TASK DETAILS: Write the data out again, exactly as given.
** Begin ENTRIES **
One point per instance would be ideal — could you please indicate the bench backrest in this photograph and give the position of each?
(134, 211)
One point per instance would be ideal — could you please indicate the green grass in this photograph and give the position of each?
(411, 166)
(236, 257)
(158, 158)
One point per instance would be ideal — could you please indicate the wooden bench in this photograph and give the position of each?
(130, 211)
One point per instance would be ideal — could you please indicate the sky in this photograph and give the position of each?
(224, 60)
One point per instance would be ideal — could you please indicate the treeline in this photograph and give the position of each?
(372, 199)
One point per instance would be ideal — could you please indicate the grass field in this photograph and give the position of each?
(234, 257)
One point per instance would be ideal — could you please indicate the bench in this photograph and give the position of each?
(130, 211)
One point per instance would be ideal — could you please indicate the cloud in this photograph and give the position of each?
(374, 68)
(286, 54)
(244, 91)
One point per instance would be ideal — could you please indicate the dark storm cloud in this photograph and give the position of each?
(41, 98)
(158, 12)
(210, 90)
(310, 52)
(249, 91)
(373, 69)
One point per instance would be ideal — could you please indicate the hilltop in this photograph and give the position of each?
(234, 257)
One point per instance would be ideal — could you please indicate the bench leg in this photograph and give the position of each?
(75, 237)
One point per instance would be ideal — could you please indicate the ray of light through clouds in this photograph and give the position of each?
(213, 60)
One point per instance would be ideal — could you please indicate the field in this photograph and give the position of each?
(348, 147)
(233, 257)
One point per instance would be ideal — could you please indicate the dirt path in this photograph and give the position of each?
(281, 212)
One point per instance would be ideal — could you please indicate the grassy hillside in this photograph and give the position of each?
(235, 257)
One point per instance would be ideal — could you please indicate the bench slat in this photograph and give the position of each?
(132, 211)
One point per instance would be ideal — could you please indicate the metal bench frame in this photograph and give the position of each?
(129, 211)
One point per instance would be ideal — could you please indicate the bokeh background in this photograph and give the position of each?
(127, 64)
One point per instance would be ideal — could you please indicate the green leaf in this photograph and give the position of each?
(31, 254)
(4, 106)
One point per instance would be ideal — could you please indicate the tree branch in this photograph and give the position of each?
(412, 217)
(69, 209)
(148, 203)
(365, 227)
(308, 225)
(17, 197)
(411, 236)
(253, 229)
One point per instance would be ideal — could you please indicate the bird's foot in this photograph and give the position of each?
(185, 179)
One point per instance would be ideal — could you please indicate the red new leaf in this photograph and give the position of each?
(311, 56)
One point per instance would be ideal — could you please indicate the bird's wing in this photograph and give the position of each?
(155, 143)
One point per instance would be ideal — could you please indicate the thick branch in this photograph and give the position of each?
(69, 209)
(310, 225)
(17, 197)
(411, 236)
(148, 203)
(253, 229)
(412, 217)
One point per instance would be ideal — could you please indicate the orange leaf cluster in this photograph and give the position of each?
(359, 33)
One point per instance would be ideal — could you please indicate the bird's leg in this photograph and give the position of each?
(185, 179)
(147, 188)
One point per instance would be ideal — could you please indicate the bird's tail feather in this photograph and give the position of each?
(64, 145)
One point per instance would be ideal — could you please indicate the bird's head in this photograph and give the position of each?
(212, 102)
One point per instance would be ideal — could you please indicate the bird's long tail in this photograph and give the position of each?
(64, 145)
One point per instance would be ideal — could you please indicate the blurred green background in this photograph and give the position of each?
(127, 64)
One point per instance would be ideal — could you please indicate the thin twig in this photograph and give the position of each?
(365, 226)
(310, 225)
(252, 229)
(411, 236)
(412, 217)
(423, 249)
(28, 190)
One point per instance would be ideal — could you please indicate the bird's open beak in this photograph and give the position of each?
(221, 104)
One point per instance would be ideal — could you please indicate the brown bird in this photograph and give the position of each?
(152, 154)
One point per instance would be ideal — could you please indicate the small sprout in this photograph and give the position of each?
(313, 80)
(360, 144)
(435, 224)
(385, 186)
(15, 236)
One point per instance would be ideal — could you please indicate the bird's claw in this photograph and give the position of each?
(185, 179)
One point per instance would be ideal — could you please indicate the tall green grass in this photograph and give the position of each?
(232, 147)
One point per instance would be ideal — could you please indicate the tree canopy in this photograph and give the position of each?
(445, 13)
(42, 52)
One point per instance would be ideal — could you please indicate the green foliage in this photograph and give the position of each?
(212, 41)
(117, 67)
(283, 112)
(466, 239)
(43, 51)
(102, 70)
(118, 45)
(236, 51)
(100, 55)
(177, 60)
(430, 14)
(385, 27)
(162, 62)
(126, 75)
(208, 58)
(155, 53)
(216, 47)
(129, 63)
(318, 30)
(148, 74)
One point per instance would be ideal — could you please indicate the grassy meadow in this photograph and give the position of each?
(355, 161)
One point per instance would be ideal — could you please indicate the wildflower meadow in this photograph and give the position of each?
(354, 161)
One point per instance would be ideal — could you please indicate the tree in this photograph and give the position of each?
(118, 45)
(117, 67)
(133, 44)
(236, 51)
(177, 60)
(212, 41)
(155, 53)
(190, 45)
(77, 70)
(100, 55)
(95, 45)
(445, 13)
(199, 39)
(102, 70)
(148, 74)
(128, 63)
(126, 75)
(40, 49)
** End ENTRIES **
RESULT:
One point per instance would be ideal — could you please indicate the bench backrest in this photograph and give the position of each?
(134, 211)
One point per instance would be ideal — could you please indicate the green grass in this photograph and give the position of each?
(411, 166)
(236, 257)
(158, 158)
One point per instance would be ideal — could you please indicate the wooden bench in this photograph and give the position of each?
(130, 211)
One point per instance would be ideal — could you please indicate the sky in this photograph and give the position of each?
(224, 60)
One point per instance would be ideal — could you please indicate the treeline in this photograph and give the position of each?
(372, 199)
One point per instance would be ideal — could you please indicate the grass field in this photograph and give the position of each?
(234, 257)
One point per instance would be ideal — could you please indicate the bench in this photograph and give the position of each?
(130, 211)
One point per instance would be ideal — could you please indicate the cloud in this photograph and give the position of each?
(374, 68)
(286, 54)
(244, 91)
One point per instance would be ideal — could you please indicate the dark storm cloud in this photograph and give the position of each?
(41, 98)
(158, 12)
(210, 90)
(310, 52)
(249, 91)
(373, 69)
One point per instance would be ideal — could you please indicate the hilltop in this photograph and give the position of each?
(234, 257)
One point per instance would be ideal — could you please indicate the bench leg in this photograph and give the position of each?
(75, 237)
One point per instance would be ideal — could you please indicate the ray of light through clouds in this photograph and give the position of each?
(213, 60)
One point per instance would be ideal — could you please indicate the field in this photograph and give the position of each?
(348, 147)
(233, 257)
One point per instance would be ideal — could you please indicate the dirt path in this photograph and give the position of each?
(281, 212)
One point per instance would be ideal — could you please indicate the grassy hillside in this photograph and give the position of each?
(235, 257)
One point per instance would be ideal — could you please indicate the bench slat in this photograph and give the position of each?
(132, 211)
One point per instance would be ideal — could you please indicate the metal bench frame in this photograph and give the position of each?
(129, 211)
One point per instance would be ideal — could you please indicate the bokeh background in this photograph and give the position of each?
(127, 64)
One point per instance would be ideal — could you please indicate the green leaf in this photograph and give the position of each?
(31, 254)
(4, 106)
One point per instance would be ideal — could you please indicate the tree branch in this photograph and give the position of each?
(412, 217)
(69, 209)
(148, 203)
(365, 227)
(308, 225)
(17, 197)
(411, 236)
(253, 229)
One point per instance would be ideal — could you please indicate the bird's foot in this photograph and give the position of each?
(185, 179)
One point per instance would be ideal — could you please indicate the red new leaf in this photograph and give the position of each?
(311, 56)
One point per instance would be ideal — could you please indicate the bird's wing in this photograph and give the position of each?
(155, 143)
One point per instance would be ideal — could you please indicate the thick branch in this photograph and give the position of each?
(69, 209)
(310, 225)
(17, 197)
(411, 236)
(148, 203)
(253, 229)
(412, 217)
One point per instance would be ideal — could you please indicate the orange leaf cluster in this photograph and give the position of each?
(359, 33)
One point per instance would be ideal — could you please indicate the bird's leg in this photograph and give the position of each?
(185, 179)
(147, 188)
One point per instance would be ideal — could you please indicate the bird's tail feather in this photograph and give the position of each?
(64, 145)
One point per instance would be ideal — could you please indicate the bird's head in this photograph and give the position of each?
(212, 102)
One point per instance would be ideal — could you please indicate the bird's long tail in this photograph and give the position of each?
(64, 145)
One point per instance would be ideal — could you please indicate the blurred green background in this photograph and give the position of each?
(127, 64)
One point per instance would be ideal — could you please indicate the thin twig in this photograph and give the position of each?
(365, 226)
(310, 225)
(252, 229)
(411, 236)
(412, 217)
(423, 249)
(28, 190)
One point per instance would be ideal — could you please indicate the bird's open beak in this photograph and give the position of each?
(221, 104)
One point per instance would be ideal — could you please indicate the brown bird in this photograph and give the position of each?
(152, 154)
One point per instance would be ideal — could you please indicate the small sprout in this photograph and give the position of each?
(313, 80)
(360, 144)
(435, 224)
(385, 186)
(15, 236)
One point per instance would be ideal — could you please indicate the bird's claw in this photograph and give the position of each?
(185, 179)
One point per instance would be ideal — could you please indicate the tall green grass in this photograph and give the position of each?
(232, 147)
One point per instance would be ideal — could you please indicate the tree canopy in this photograph and give the position of each?
(445, 13)
(42, 52)
One point per instance would be ideal — could you please indicate the green foliage in this photograph and give the position of each?
(212, 41)
(117, 67)
(283, 112)
(466, 239)
(43, 51)
(102, 70)
(118, 45)
(236, 51)
(100, 55)
(177, 60)
(430, 14)
(385, 27)
(162, 62)
(126, 75)
(208, 58)
(155, 53)
(216, 47)
(129, 63)
(318, 30)
(148, 74)
One point per instance would be ideal — could you please indicate the grassy meadow in this photograph and give the position of each?
(355, 161)
One point per instance would be ideal — could you please indicate the wildflower meadow in this photograph and give the position of each?
(354, 161)
One point per instance would be ideal — could you please indicate the tree in this photograph and give the position of each?
(118, 45)
(117, 67)
(133, 44)
(236, 51)
(177, 60)
(212, 41)
(155, 53)
(190, 45)
(77, 70)
(100, 55)
(95, 45)
(445, 13)
(199, 39)
(102, 70)
(148, 74)
(128, 63)
(126, 75)
(40, 49)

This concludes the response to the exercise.